Exercise objective
Please copy the part that opens with the line containing "Exercise. For every instance of the yellow football sock" and closes with the line containing "<point>738,143</point>", both included, keeping every line in order. Add 45 to each coordinate in the answer points, leave the request lines unchanged, and give only those lines.

Material provided

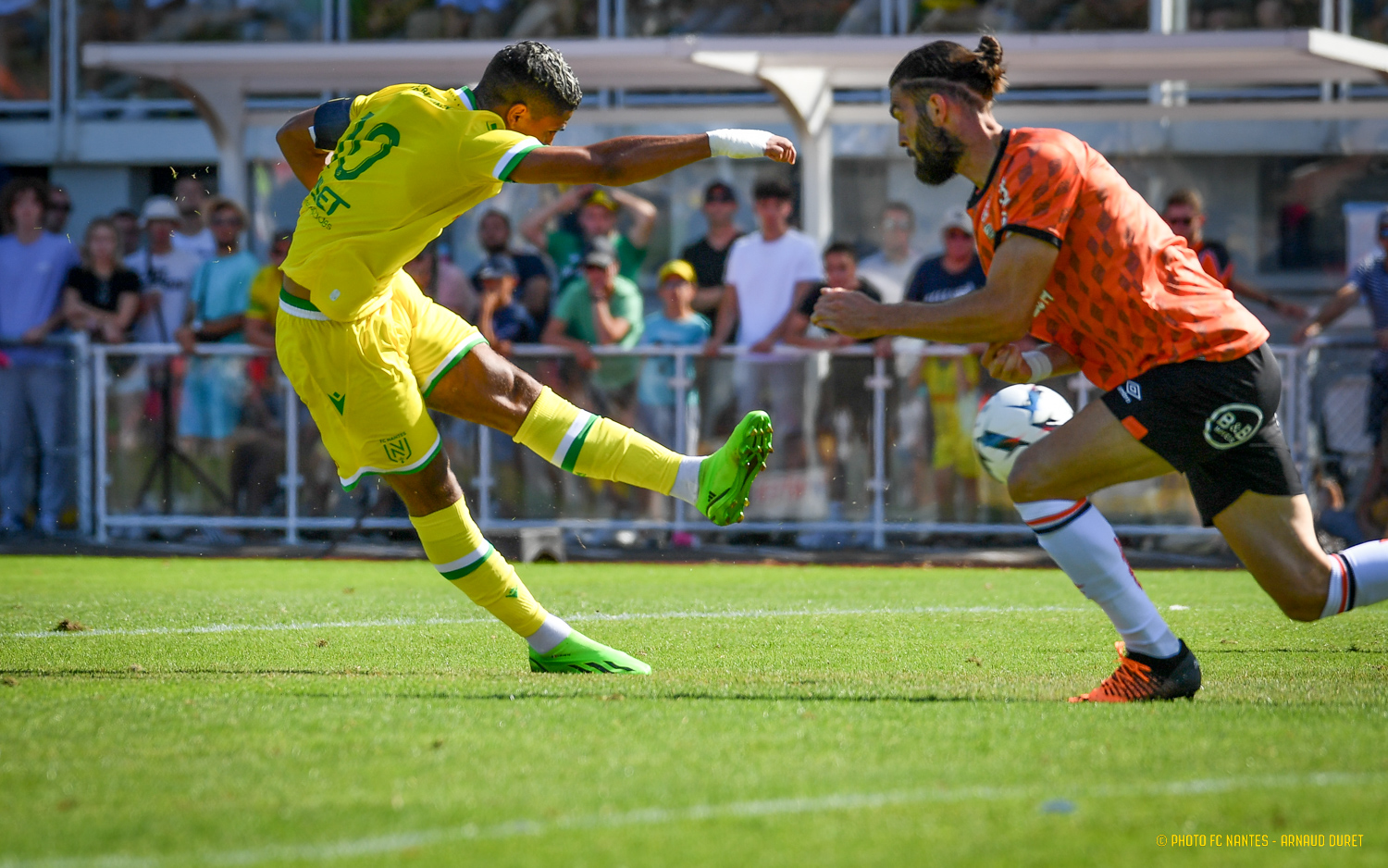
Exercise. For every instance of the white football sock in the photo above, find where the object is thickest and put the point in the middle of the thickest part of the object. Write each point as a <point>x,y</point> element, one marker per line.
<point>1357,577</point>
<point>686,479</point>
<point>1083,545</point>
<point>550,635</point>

...

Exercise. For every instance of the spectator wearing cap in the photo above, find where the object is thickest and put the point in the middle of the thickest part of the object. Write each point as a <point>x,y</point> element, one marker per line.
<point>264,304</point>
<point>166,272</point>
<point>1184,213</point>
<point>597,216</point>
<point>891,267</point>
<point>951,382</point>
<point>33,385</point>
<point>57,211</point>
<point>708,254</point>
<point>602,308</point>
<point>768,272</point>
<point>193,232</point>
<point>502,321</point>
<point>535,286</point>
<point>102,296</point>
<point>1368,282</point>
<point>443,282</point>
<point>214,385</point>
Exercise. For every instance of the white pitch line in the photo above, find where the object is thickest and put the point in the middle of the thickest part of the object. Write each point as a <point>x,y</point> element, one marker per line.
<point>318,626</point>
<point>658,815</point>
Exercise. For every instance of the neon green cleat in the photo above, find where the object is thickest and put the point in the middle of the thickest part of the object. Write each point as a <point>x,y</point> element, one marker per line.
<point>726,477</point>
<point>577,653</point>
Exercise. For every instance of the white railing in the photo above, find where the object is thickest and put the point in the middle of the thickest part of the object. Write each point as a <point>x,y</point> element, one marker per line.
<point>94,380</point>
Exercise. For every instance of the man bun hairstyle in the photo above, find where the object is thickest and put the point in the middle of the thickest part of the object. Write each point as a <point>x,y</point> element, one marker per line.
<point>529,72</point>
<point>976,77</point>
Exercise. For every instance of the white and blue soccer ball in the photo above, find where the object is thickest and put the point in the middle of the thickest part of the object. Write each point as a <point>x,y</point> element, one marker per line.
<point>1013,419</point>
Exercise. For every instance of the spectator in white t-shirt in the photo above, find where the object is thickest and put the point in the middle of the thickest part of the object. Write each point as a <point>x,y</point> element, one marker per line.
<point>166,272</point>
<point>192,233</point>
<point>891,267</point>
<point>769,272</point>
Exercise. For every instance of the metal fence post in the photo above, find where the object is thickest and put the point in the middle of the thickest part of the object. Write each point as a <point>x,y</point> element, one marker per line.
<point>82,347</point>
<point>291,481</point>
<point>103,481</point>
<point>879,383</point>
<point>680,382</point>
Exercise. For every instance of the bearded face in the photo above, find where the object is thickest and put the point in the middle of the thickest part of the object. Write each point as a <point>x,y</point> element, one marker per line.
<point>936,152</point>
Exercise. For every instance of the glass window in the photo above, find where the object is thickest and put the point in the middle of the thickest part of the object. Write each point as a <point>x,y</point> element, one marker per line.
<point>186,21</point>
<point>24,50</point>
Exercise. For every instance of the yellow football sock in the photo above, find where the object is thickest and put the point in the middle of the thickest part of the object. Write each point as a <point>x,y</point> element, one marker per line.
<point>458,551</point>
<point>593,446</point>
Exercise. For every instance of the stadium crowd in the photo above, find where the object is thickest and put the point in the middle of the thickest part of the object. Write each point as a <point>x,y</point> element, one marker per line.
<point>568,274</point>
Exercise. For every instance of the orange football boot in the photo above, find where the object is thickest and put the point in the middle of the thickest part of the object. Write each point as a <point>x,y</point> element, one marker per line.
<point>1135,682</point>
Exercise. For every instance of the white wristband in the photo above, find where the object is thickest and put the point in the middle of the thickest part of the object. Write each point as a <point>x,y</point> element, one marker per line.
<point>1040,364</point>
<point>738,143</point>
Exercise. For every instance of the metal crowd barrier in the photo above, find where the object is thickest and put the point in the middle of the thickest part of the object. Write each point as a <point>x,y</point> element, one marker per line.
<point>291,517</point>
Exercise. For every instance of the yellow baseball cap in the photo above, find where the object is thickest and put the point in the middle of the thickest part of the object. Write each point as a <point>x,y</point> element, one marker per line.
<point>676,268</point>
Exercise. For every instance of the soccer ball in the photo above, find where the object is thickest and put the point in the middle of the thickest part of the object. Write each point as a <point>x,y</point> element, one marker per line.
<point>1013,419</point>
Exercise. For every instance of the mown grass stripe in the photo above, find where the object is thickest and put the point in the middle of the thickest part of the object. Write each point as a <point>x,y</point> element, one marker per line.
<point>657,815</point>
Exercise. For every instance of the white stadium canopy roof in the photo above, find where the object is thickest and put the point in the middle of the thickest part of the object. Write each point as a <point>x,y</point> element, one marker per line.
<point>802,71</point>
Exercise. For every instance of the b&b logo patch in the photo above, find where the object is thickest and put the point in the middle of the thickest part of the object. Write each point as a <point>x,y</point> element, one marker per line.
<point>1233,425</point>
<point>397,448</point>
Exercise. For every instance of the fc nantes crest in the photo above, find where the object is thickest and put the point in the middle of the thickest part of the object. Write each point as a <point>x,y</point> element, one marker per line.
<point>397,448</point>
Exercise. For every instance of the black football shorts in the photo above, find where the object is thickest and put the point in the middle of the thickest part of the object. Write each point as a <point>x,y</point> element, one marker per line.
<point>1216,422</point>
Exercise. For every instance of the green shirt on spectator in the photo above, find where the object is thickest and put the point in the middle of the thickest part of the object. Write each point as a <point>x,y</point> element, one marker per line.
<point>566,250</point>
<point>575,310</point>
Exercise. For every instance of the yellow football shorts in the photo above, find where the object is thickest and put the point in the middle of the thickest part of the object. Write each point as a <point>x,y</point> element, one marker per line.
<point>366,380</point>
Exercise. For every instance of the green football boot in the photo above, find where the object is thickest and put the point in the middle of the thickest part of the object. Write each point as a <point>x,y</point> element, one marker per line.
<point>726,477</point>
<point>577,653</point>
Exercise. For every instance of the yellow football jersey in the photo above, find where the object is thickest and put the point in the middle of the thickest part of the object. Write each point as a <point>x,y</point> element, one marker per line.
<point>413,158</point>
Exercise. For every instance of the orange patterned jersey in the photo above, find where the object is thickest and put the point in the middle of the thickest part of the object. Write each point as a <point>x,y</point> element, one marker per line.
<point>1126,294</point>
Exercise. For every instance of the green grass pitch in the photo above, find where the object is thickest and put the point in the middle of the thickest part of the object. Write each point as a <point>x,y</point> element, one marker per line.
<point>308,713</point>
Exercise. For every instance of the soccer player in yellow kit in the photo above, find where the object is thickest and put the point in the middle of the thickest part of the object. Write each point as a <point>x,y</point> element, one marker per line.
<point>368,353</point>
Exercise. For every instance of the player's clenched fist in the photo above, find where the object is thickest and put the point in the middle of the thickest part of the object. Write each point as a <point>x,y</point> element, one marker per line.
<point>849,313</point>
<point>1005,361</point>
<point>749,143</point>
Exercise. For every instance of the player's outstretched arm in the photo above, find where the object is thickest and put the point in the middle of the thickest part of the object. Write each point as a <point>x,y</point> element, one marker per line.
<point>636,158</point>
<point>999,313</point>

...

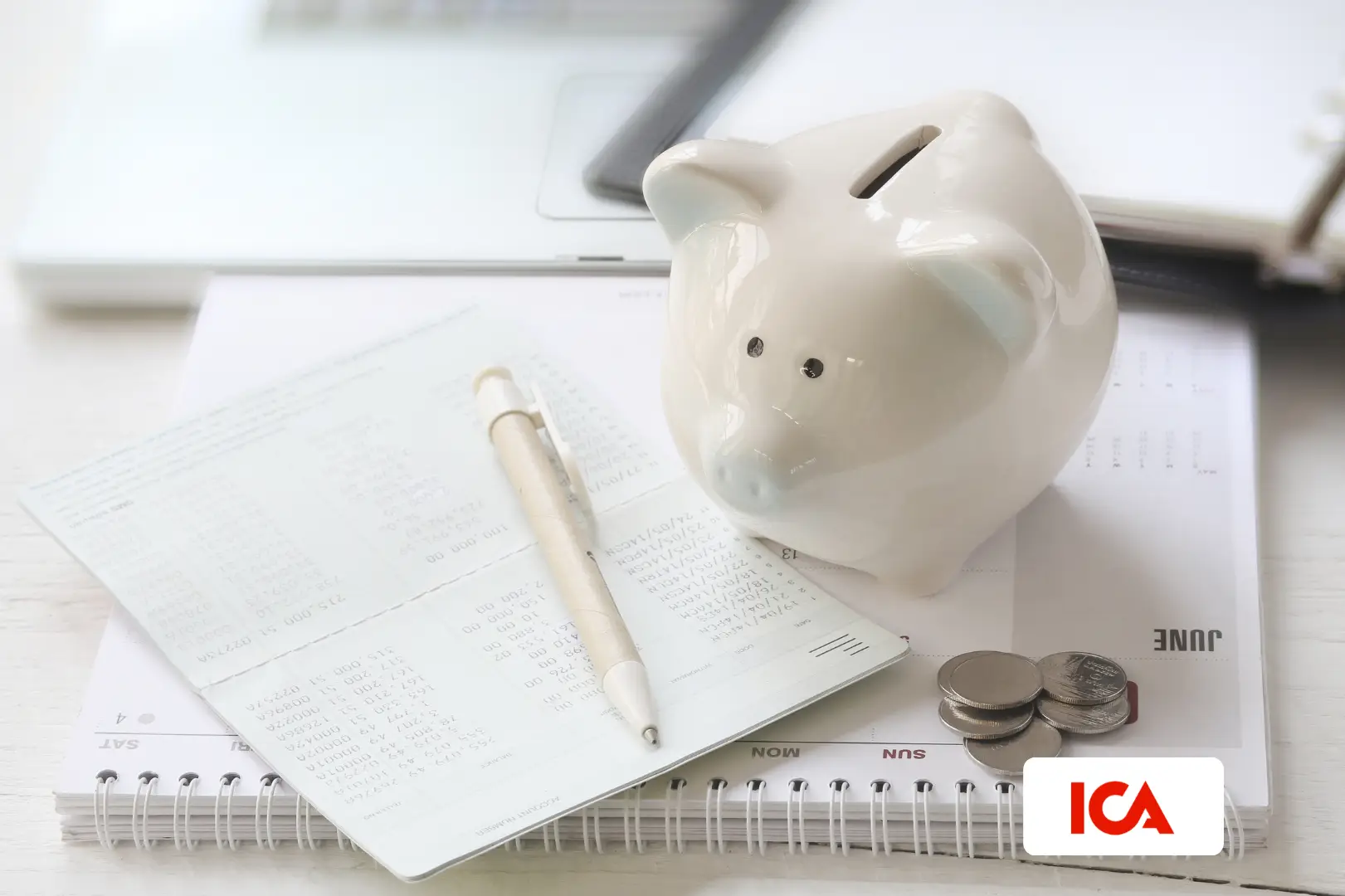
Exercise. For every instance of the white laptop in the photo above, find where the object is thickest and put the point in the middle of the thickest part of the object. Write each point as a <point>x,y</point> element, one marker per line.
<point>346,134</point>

Full solution
Exercise. For every instance of the yellow football sock in the photo above, find where the object is thickest and put the point in the middle of the thickest part of the object. Write each point as a <point>x,y</point> element, one marker per line.
<point>503,596</point>
<point>638,491</point>
Exercise. For every instance of the stadium crowd in the photo above, find where the object is thickest and put the point in the middle of the thickest part of the object. Write each point as a <point>x,y</point> element, one marker per line.
<point>613,319</point>
Exercise. For every instance of the orange football boot in the photo above, find where the object is thickest and put the point in the middle of the thickest part of the object. Write each point as a <point>x,y</point> element, one marker per line.
<point>1180,727</point>
Exercise. For every instance of the white wristband in the photo above, find where the object is thickest and put the point in the middle of the thickest part of the object. Write each point as a <point>x,y</point> element, one marker per line.
<point>1085,409</point>
<point>783,188</point>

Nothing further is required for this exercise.